═════ Dataset records ═════

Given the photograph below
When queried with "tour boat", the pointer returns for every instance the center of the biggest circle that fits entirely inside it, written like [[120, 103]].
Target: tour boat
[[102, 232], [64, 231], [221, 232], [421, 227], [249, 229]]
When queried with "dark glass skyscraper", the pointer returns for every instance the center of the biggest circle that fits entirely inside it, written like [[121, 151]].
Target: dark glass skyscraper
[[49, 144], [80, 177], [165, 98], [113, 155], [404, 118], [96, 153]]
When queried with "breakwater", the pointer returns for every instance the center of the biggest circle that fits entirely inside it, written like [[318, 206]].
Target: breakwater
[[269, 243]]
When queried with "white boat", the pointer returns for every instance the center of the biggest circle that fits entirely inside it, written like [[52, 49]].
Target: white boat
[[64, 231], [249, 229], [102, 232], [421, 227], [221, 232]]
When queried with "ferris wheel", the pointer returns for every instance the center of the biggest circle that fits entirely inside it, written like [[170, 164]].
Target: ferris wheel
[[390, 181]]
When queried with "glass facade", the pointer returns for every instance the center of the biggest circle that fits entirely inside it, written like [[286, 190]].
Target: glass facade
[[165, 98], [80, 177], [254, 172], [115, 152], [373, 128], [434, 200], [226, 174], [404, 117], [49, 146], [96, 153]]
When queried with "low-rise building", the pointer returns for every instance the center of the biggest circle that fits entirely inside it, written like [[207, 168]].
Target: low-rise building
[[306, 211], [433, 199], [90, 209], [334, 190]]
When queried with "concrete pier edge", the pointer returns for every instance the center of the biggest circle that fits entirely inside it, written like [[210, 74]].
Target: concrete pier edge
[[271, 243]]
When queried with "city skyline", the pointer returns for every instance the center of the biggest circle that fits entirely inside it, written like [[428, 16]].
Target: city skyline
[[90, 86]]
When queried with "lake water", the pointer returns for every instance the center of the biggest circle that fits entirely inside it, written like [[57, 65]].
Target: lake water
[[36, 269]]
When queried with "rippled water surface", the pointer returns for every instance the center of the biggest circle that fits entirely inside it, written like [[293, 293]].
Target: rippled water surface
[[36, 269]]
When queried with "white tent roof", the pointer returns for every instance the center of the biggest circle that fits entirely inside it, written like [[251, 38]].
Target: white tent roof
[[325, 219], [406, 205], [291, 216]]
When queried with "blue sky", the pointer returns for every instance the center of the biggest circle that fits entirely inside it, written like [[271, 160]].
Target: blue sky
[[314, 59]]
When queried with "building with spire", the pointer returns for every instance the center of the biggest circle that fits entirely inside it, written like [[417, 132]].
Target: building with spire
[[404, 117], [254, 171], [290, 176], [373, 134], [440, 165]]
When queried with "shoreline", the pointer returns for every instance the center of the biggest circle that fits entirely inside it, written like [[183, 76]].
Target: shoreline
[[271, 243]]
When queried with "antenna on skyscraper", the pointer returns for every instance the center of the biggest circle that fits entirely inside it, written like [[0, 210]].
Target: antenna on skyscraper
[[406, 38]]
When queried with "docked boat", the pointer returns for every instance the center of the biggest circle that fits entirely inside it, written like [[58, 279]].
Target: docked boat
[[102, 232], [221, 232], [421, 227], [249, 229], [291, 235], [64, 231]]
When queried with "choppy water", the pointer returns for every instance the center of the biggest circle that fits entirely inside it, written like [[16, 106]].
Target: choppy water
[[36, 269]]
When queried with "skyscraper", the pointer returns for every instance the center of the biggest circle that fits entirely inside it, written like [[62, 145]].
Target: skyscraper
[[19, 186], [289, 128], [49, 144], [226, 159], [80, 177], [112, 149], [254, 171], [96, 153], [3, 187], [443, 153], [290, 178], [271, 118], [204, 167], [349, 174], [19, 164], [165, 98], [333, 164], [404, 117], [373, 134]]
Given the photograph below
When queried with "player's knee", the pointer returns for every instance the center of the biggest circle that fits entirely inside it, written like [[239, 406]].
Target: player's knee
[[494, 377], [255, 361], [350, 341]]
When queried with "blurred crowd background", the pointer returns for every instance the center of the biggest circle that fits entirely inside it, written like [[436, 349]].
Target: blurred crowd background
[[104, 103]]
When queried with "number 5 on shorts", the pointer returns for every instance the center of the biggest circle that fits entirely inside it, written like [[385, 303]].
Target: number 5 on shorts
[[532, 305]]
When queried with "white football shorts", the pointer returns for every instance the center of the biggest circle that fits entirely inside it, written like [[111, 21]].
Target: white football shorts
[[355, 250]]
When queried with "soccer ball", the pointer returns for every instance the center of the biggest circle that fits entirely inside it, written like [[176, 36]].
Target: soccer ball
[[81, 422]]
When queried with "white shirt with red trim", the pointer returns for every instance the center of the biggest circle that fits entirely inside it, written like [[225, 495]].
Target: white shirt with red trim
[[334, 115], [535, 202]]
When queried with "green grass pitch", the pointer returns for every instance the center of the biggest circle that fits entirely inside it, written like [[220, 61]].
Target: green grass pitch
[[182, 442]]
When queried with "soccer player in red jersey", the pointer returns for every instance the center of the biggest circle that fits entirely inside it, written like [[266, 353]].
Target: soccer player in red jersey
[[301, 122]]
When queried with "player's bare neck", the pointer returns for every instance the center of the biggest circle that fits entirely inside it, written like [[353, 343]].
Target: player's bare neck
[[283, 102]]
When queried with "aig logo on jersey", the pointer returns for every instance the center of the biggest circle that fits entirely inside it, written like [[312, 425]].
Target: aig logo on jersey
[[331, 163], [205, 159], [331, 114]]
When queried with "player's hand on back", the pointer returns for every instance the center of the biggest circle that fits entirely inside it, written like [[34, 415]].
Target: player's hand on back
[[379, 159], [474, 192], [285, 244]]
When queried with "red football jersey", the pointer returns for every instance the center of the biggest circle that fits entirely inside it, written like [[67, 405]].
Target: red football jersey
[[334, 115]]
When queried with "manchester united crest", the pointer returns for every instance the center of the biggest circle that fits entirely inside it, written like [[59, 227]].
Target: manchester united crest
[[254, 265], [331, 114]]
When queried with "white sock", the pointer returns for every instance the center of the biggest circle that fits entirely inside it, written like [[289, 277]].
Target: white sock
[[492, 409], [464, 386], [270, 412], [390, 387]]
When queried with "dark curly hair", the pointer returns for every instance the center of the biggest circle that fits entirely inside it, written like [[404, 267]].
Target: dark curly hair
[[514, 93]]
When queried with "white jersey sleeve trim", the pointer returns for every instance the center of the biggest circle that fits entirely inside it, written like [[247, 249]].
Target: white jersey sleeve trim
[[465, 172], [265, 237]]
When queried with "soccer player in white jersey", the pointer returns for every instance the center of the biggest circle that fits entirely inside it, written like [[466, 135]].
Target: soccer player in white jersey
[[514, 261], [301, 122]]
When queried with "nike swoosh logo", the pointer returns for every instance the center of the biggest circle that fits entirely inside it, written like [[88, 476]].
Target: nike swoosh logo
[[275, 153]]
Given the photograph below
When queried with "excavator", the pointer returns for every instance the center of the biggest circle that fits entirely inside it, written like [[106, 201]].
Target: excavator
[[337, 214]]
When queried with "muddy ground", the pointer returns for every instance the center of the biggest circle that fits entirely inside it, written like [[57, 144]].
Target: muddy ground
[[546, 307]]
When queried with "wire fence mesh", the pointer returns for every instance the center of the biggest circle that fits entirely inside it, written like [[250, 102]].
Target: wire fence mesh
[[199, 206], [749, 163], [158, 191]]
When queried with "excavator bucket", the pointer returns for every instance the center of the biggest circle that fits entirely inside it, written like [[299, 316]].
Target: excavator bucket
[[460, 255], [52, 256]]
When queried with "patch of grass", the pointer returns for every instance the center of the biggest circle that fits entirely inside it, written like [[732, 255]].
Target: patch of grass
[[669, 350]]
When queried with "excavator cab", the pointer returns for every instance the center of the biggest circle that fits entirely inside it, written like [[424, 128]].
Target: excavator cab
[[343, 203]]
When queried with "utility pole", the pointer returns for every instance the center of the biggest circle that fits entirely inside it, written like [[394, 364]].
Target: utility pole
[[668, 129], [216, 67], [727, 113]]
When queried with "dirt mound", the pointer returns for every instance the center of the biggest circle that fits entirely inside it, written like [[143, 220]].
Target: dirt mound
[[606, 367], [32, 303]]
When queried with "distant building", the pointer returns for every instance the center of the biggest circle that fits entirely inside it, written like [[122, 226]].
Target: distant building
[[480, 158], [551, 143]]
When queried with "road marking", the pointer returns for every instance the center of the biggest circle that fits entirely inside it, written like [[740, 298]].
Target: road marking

═════

## Activity
Working from the material above, restate word for word the lines between the line with "Target: player's knee" and the line with "like [[436, 349]].", both included, and only those.

## Response
Target: player's knee
[[494, 377], [255, 361], [350, 341]]
When queried with "blurred crowd background", the pointer returns for every instance the center of the biggest circle that fits entirely inside it, written like [[436, 349]].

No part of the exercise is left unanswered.